======== EXCERPTED PASSAGE ========

2014-06-17 Thread John Meinel
...


 In a nutshell:
  - There will be a new hook, relation-address-changed, and a new tool
 called address-get.


 This seems less than ideal, we already have standards ways of getting this
 data and being notified of its change. introducing non-orthogonal ways of
 doing the same lacks value afaics or at least any rationale in the document.


So maybe the spec isn't very clear, but the idea is that the new hook is
called on the unit when *its* private address might have changed, to give
it a chance to respond. After which, relation-changed is called on all
the associated units to let them know that the address they need to connect
to has changed.

It would be possible to just roll relation-address-changed into config
changed.

The reason it is called for each associated unit is because the network
model means we can actually have different addresses (be connected on a
different network) for different things related to me.

e.g. I have a postgres charm related to application on network A, but
related to my-statistics-aggregator on network B. The address it needs to
give to application should be different than the address given to
my-statistics-aggregator. And, I believe, the config in pg_hba.conf would
actually be different.



 the two perspectives of addresses for self vs related also seem to be a
 bit muddled. a relation hook is called in notification of a remote unit
 change, but now we're introducing one that behaves in the opposite manner
 of every other, and we're calling it redundantly for every relation instead
 of once for the unit?


  - The hook will be called when the relation's address has changed, and
 the tool can be called to obtain the address. If the hook is not
 implemented, the private-address setting will be updated. Otherwise it is
 down to you to decide how you want to react to address changs (e.g. for
 proxy charms, probably just don't do anything.)


 perhaps there is a  misunderstanding of proxies, but things that set their
 own address have taken responsibility for it. ie juju only updates private
 address if it provided it, else its the charms responsibility.

========

• _CHALLENGE A_:
Please switch "bicycle" to "bike" throughout the stored entries and give their lines again with nothing else changed. Leave the pictures out.
The thread above and the entries below are separate material.

======== STORED RECORDS ========

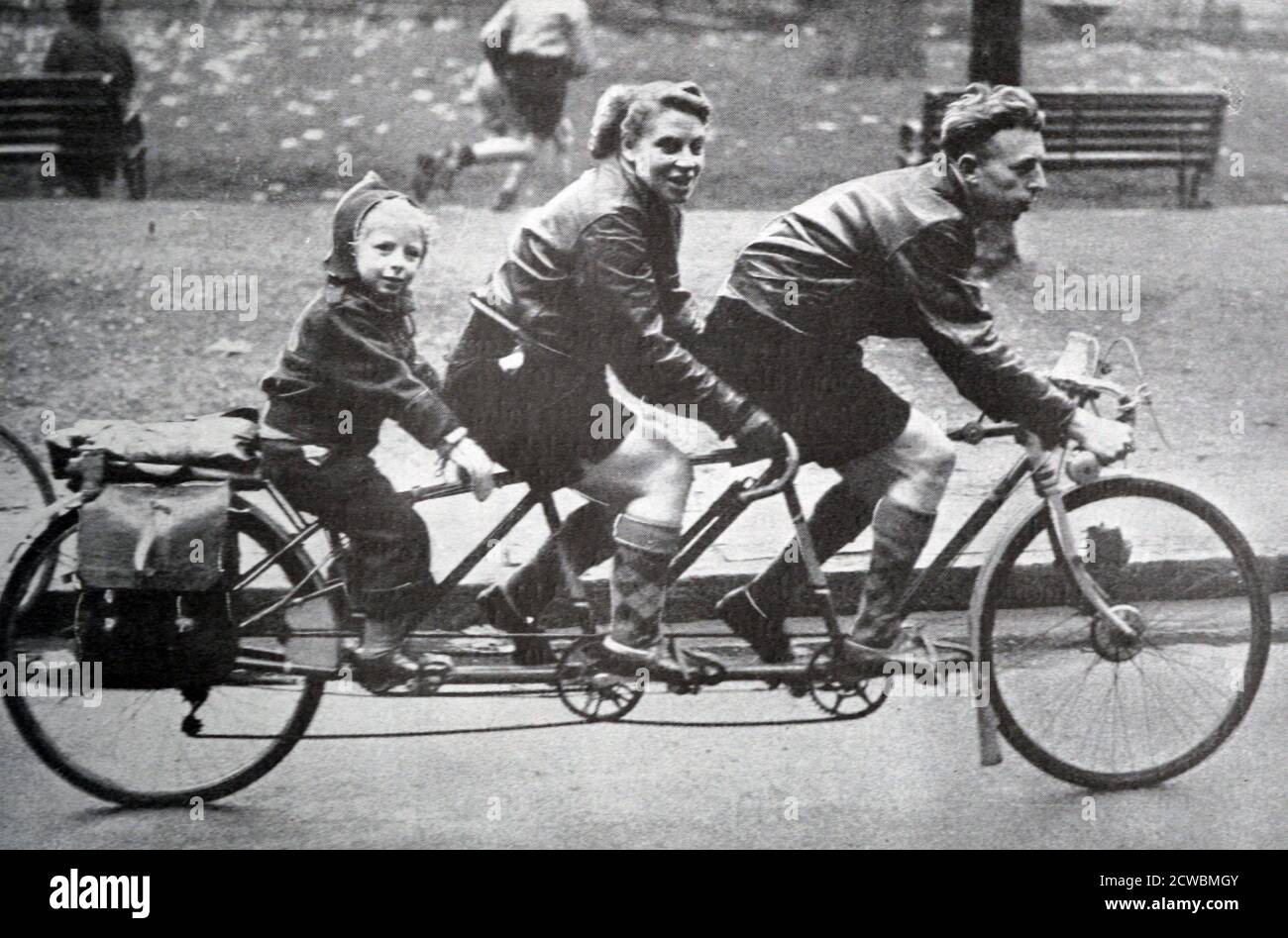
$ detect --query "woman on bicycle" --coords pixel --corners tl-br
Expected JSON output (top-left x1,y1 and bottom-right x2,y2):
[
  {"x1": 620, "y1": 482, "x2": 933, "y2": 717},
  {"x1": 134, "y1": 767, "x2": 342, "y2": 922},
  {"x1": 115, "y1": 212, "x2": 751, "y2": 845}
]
[{"x1": 445, "y1": 81, "x2": 781, "y2": 670}]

========

• _CHALLENGE B_:
In the thread, what is the name of the new tool introduced alongside the relation-address-changed hook?

• _RESULT A_:
$ detect --query "woman on bike" --coords pixel --corners tl-br
Expected JSON output (top-left x1,y1 and bottom-right x2,y2):
[
  {"x1": 620, "y1": 482, "x2": 933, "y2": 717},
  {"x1": 134, "y1": 767, "x2": 342, "y2": 922},
  {"x1": 115, "y1": 212, "x2": 751, "y2": 845}
]
[{"x1": 445, "y1": 81, "x2": 781, "y2": 670}]

• _RESULT B_:
address-get